_Supplied text_
Sunday, February 06, 2005

Jung at Heart: Curt Schilling & Smashing QuesTecs  

Organizations' application of pop-psychology systems and tests is proportional to their expected margin. In phat times like the 90s, people partied with them, but in lean times like these, you see them in the field less frequently than that old TV commercial with George Steinbrenner plugging Prozac.

A lot of those pop-psych systems sold to big organizations aren't actionable in the field; their introduction in the workplace is the consequence of someone with budget authority falling in love with it for the insights he learned from it wanting to spread the joy. I'm not suggesting there's not useful information to harvest from these systems, just that their lessons generally are less applicable to organizational development than they are to individual development. I call these glancing discoveries a "Yreka", a disappointing minor league example of the Archimedean "Eureka" discoveries that have serious torque.

_Data excerpts_

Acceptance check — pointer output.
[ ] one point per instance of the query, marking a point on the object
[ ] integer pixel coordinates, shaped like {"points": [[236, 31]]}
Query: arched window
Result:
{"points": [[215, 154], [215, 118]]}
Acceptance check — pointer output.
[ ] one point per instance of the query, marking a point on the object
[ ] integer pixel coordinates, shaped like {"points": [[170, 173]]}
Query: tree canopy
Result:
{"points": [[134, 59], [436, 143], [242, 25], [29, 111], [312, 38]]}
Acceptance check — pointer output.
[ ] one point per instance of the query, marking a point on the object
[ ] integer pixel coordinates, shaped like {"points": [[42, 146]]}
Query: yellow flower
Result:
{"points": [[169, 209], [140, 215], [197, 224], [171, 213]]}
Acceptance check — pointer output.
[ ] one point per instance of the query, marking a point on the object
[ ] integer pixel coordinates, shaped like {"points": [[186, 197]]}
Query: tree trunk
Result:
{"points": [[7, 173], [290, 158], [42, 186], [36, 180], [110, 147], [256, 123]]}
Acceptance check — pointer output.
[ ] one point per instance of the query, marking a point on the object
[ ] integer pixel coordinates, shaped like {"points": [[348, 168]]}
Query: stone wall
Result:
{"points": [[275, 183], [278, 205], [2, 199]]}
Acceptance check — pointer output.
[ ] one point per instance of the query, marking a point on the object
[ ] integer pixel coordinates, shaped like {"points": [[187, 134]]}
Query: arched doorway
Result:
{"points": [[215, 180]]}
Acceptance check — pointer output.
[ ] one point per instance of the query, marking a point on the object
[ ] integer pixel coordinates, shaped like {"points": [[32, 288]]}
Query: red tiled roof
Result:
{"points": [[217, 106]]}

---

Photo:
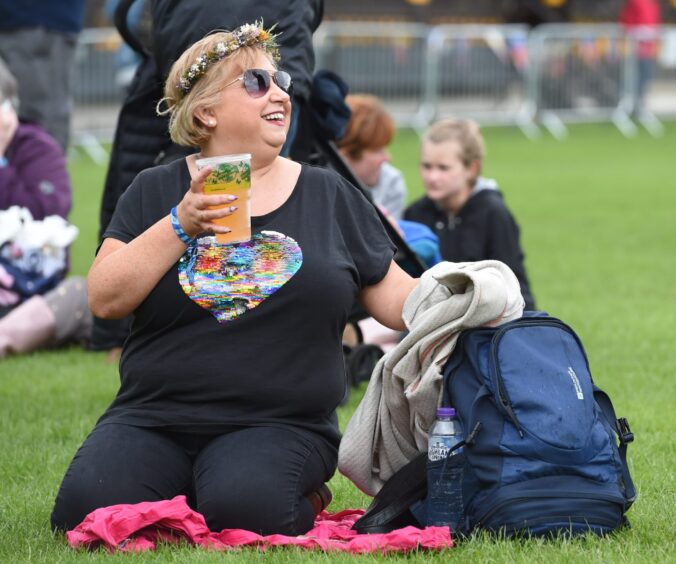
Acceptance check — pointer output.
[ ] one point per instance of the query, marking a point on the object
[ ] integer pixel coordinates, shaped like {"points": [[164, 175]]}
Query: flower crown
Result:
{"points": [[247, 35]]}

_Prompt_
Duplicate the part of the blog post starting with "A lot of those" and going on through "have serious torque.". The items come from a source other than the blog post.

_Answer section_
A lot of those pop-psych systems sold to big organizations aren't actionable in the field; their introduction in the workplace is the consequence of someone with budget authority falling in love with it for the insights he learned from it wanting to spread the joy. I'm not suggesting there's not useful information to harvest from these systems, just that their lessons generally are less applicable to organizational development than they are to individual development. I call these glancing discoveries a "Yreka", a disappointing minor league example of the Archimedean "Eureka" discoveries that have serious torque.